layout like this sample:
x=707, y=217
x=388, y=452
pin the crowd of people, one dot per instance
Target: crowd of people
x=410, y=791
...
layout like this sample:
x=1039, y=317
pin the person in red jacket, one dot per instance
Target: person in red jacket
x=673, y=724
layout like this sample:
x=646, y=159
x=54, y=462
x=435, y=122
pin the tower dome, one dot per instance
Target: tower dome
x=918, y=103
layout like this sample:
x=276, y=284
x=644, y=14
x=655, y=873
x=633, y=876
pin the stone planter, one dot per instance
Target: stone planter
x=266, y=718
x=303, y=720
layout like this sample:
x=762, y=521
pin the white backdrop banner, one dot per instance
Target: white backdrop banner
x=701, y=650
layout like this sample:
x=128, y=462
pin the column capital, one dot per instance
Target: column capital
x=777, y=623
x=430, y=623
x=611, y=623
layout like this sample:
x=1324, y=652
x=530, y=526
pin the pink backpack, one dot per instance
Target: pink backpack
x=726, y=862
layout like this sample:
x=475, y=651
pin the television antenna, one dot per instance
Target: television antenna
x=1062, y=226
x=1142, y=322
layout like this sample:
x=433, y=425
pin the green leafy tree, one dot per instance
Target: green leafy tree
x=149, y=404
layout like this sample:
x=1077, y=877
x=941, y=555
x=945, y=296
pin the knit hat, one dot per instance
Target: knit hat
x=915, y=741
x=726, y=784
...
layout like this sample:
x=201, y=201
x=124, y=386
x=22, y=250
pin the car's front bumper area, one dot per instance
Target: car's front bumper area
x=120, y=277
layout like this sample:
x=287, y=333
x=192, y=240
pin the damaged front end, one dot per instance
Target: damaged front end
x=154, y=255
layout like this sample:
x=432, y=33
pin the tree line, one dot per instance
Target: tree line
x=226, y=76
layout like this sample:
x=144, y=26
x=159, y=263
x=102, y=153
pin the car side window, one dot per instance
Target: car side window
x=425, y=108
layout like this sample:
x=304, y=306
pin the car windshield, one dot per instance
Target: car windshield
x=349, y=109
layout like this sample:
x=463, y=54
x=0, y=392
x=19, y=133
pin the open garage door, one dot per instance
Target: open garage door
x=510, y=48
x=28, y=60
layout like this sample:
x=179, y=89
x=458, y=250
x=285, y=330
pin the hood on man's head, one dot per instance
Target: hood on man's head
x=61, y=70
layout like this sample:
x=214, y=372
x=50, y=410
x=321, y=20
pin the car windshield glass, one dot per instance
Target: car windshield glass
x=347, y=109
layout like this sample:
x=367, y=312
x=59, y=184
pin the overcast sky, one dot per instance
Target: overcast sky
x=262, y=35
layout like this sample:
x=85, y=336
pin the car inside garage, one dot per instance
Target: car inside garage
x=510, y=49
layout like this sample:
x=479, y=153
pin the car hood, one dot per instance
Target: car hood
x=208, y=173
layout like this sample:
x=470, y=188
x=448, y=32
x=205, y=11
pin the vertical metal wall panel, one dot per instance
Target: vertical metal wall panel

Action item:
Gather each line from the listing above that holds "panel".

Answer box:
pin the vertical metal wall panel, one dot per instance
Target: vertical metal wall panel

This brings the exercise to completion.